Print exactly, and only, the lines running from the line containing "Greenhouse-scouting request: tag the dirt ground" through the end of the records below.

>> begin

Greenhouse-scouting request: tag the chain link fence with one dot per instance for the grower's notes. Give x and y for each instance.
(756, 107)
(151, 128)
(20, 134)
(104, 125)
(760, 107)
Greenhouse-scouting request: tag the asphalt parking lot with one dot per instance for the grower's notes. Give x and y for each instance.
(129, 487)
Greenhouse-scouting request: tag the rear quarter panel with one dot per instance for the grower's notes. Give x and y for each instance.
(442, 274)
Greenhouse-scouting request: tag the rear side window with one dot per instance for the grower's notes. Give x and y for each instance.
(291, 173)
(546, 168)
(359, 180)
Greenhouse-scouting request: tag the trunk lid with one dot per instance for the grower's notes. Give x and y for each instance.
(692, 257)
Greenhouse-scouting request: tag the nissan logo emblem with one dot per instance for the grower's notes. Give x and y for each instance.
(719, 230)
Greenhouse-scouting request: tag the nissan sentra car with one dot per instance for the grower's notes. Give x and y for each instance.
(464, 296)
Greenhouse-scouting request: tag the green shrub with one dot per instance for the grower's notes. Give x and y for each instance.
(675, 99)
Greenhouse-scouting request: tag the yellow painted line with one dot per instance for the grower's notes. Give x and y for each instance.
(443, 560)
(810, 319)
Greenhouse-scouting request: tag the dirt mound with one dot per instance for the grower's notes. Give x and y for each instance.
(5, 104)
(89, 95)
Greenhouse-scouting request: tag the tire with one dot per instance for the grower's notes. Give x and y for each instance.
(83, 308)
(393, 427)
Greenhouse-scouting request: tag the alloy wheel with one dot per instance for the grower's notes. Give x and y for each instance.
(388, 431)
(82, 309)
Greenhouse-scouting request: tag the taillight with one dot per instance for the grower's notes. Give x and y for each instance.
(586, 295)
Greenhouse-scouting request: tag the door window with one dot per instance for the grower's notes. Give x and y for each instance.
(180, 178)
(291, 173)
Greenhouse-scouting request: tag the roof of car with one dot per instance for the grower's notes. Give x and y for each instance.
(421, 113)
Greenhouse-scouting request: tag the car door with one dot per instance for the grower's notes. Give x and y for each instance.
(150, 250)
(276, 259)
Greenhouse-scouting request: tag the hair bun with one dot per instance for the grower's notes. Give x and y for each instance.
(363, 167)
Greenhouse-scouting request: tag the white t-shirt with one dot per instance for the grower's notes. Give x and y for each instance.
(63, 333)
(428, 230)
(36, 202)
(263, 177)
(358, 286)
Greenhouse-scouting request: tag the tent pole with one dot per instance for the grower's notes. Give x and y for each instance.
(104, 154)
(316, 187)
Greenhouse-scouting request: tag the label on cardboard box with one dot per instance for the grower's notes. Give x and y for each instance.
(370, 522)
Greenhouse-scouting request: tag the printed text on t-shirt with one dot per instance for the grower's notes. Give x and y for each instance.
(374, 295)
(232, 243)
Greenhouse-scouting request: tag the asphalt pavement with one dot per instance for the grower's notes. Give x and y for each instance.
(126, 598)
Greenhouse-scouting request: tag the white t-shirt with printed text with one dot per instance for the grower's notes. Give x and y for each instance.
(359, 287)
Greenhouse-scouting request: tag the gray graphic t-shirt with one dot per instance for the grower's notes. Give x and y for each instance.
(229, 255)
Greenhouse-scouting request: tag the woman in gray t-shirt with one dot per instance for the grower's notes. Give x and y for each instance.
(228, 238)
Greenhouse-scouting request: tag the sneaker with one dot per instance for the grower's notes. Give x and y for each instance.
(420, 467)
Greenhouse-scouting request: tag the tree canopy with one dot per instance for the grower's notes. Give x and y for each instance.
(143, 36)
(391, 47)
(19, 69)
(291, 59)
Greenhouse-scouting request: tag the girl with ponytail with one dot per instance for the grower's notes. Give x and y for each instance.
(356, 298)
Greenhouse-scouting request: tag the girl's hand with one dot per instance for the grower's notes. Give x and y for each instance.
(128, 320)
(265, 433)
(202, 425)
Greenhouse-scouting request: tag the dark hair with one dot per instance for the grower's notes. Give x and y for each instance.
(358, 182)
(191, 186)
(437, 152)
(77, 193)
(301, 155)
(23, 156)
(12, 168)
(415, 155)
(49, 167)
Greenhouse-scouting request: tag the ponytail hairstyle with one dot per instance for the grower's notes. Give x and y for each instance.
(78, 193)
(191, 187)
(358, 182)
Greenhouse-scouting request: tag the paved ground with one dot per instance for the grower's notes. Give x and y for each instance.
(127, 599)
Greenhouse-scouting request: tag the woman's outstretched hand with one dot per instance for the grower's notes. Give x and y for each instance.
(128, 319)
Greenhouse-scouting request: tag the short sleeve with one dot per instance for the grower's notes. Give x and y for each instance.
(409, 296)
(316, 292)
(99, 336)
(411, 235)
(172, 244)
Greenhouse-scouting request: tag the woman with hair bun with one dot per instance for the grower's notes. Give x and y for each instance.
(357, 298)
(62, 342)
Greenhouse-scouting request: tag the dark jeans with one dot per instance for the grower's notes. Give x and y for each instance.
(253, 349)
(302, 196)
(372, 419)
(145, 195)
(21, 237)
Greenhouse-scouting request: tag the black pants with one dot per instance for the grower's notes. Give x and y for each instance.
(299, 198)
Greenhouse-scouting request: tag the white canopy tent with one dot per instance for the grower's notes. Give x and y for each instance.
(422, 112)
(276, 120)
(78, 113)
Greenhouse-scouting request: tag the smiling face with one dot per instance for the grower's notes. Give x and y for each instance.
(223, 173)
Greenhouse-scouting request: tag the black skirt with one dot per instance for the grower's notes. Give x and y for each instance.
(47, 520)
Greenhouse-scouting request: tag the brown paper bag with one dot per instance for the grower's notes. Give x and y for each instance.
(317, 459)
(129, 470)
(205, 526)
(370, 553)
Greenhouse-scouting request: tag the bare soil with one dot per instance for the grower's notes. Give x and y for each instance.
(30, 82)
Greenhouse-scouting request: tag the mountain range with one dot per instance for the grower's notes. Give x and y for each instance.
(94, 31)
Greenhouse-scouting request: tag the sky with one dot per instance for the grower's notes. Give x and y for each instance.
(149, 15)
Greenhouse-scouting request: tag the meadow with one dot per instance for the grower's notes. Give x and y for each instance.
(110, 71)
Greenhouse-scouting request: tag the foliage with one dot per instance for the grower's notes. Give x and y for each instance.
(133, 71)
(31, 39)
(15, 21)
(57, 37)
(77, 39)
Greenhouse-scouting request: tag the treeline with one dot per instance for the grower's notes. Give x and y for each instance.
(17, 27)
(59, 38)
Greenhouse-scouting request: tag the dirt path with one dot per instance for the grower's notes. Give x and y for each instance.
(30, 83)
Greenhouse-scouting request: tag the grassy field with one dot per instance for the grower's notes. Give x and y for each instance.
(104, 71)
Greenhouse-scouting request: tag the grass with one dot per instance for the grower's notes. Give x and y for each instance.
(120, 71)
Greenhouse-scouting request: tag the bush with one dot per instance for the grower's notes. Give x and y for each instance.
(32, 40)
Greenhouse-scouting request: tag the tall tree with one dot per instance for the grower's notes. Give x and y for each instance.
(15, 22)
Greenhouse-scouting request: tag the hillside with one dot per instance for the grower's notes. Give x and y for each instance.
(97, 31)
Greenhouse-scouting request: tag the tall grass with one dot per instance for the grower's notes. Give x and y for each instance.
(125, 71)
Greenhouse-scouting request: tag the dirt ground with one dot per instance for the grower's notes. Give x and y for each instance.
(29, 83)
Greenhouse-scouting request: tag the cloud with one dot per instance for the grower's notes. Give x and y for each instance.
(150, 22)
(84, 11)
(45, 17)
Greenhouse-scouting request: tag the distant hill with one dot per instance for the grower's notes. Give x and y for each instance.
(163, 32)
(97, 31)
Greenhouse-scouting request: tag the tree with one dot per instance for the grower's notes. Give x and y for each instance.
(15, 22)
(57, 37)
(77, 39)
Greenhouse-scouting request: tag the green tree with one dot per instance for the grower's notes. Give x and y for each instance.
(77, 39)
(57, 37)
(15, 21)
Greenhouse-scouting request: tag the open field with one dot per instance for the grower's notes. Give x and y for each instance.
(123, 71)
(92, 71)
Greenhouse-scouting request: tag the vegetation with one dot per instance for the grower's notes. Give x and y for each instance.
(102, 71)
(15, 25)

>> end

**Correct output:**
Greenhouse-scouting request: tag the dirt ground with one dot per instance for the grower's notes. Give x and y for each instance.
(29, 83)
Greenhouse-scouting request: tag the cloud with one dot per instance for the grower's notes. Give x and y for each instance.
(150, 22)
(84, 11)
(45, 17)
Greenhouse-scouting request: tag the distant hill with one dot per instance for the grower's notes. Give x and y for each instance.
(163, 32)
(97, 31)
Greenhouse-scouting request: tag the tree with one dot per instance for the grower's notes. Give x and y for each instance.
(15, 22)
(57, 37)
(77, 39)
Greenhouse-scouting request: tag the green tree with one dot per instance for the grower's notes. Give x and y for each instance.
(77, 39)
(57, 37)
(15, 21)
Greenhouse-scouting request: tag the open field with one dot per instance for the grower's notes. Give x and y for each instance.
(123, 71)
(92, 71)
Greenhouse-scouting request: tag the vegetation with one dot per instance for the grower's notes. Give x and y for each instance.
(102, 71)
(15, 25)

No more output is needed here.